THE RECORDS section start

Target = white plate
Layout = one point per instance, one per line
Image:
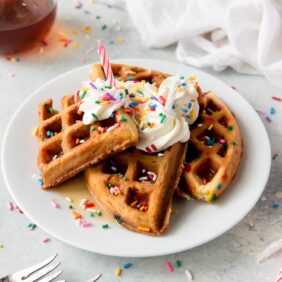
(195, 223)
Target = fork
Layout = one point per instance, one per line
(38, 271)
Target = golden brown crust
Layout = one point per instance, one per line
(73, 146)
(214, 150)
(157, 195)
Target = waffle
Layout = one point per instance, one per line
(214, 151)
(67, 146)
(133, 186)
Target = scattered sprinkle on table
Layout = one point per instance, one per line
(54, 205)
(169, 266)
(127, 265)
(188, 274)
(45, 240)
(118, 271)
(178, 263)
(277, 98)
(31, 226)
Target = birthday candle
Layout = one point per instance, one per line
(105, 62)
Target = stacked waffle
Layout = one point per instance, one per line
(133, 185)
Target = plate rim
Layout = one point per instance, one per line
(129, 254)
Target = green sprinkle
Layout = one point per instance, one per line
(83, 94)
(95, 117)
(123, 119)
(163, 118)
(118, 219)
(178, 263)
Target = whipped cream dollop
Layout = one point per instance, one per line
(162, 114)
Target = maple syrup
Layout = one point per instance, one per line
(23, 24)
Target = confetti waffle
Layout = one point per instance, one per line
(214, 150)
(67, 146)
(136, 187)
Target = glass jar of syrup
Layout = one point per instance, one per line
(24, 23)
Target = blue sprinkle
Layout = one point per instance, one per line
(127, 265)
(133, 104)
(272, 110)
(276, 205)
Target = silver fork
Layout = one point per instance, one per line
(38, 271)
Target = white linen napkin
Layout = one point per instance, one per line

THE RECORDS section end
THE RECORDS section start

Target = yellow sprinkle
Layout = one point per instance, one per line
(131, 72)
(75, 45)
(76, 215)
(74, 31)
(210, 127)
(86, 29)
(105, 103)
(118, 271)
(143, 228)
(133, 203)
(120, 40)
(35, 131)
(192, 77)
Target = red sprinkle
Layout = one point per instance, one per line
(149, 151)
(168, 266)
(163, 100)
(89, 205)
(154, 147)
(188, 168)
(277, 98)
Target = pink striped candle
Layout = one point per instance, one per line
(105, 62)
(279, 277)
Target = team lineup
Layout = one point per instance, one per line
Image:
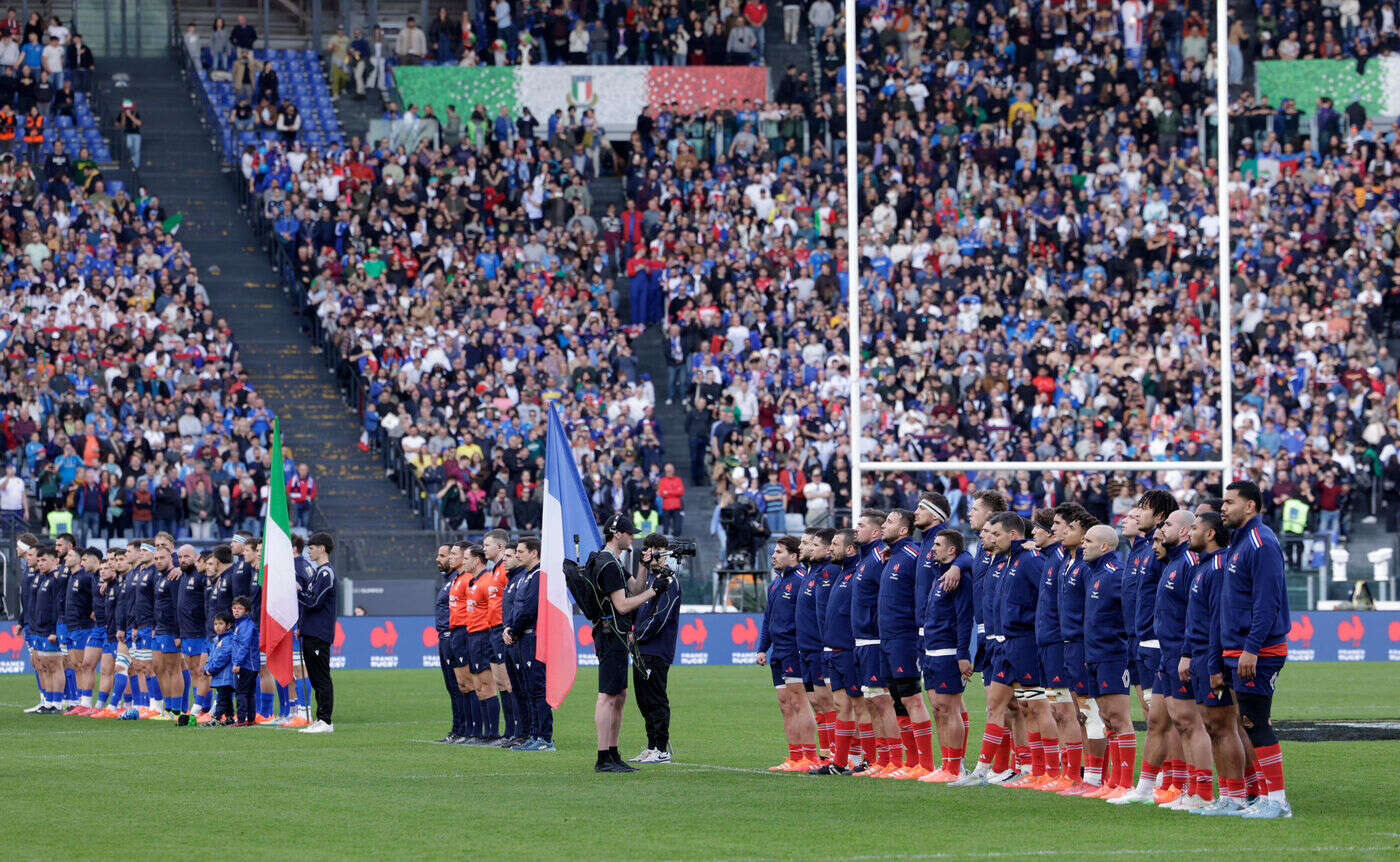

THE RECORDS section end

### EXERCISE BRIEF
Only a number should come back: the count of lines above that include "white".

### OUTPUT OF THE EXERCISE
2